EXERCISE: Copy the stretch from the line containing "[trace] tapir mouth" through the end of the rows, changing "tapir mouth" to "tapir snout" and keeping everything else the same. Leave the pictures out.

STORED DATA:
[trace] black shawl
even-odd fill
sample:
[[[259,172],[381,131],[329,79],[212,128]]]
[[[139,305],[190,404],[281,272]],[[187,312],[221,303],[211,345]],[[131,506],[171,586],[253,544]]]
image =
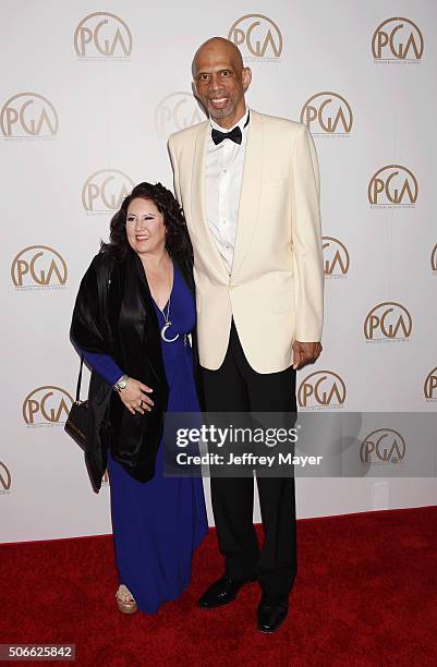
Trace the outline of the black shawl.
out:
[[[174,260],[194,293],[192,264]],[[93,372],[88,391],[89,424],[85,460],[96,489],[112,458],[139,482],[155,474],[155,460],[168,403],[158,318],[143,264],[131,250],[123,260],[108,253],[94,257],[82,279],[71,326],[73,342],[87,352],[109,354],[129,376],[153,388],[154,408],[144,415],[124,408],[112,387]],[[193,332],[198,380],[196,336]]]

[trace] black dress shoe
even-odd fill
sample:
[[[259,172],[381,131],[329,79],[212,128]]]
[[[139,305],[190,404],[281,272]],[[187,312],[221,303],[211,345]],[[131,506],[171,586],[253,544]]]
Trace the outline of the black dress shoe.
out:
[[[289,603],[287,597],[263,593],[258,605],[258,629],[262,632],[276,632],[287,618]]]
[[[256,581],[256,577],[234,581],[228,574],[223,574],[218,581],[215,581],[203,594],[198,601],[199,607],[204,609],[214,609],[221,607],[235,599],[241,586],[250,581]]]

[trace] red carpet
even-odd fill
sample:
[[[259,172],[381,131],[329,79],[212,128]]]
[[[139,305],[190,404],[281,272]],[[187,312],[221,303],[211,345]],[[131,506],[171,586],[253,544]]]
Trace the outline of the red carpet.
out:
[[[196,608],[221,573],[213,531],[189,591],[154,617],[118,611],[110,536],[3,545],[0,643],[75,643],[81,666],[436,664],[437,507],[309,519],[298,534],[300,572],[274,635],[255,628],[256,583],[228,607]]]

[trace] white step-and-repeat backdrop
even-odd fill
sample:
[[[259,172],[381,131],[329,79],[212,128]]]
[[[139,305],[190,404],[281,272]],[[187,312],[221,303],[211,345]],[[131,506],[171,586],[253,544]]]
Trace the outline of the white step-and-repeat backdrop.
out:
[[[301,408],[436,411],[434,0],[2,0],[0,12],[2,542],[110,531],[110,489],[94,494],[63,432],[72,306],[133,184],[171,186],[167,137],[203,120],[191,60],[214,35],[252,68],[248,105],[307,123],[319,156],[325,350],[299,374]],[[299,480],[299,516],[435,505],[435,478],[391,475],[415,445],[398,460],[368,449],[379,476]]]

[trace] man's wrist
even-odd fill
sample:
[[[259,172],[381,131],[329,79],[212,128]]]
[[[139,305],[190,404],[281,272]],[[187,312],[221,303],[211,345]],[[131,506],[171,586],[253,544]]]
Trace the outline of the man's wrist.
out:
[[[120,377],[120,378],[117,380],[117,383],[113,385],[112,389],[113,389],[114,391],[119,391],[119,392],[120,392],[120,391],[122,391],[123,389],[125,389],[125,388],[126,388],[126,386],[128,386],[128,380],[129,380],[128,375],[122,375],[122,376],[121,376],[121,377]]]

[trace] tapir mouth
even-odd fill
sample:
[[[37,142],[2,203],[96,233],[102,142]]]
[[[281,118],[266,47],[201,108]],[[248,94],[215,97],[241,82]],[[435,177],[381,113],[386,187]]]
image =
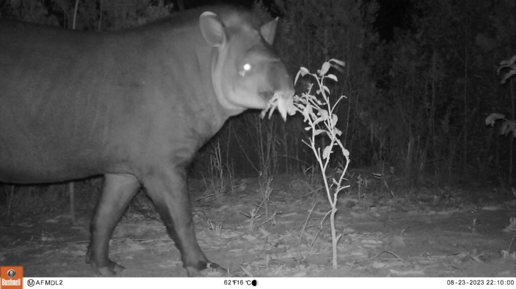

SOLUTION TO THE PROBLEM:
[trace] tapir snout
even-odd fill
sample:
[[[37,142],[2,203],[96,233],[102,142]]]
[[[281,118],[266,47],[201,108]],[[248,94],[215,97],[241,82]],[[435,177],[381,113],[386,187]]]
image =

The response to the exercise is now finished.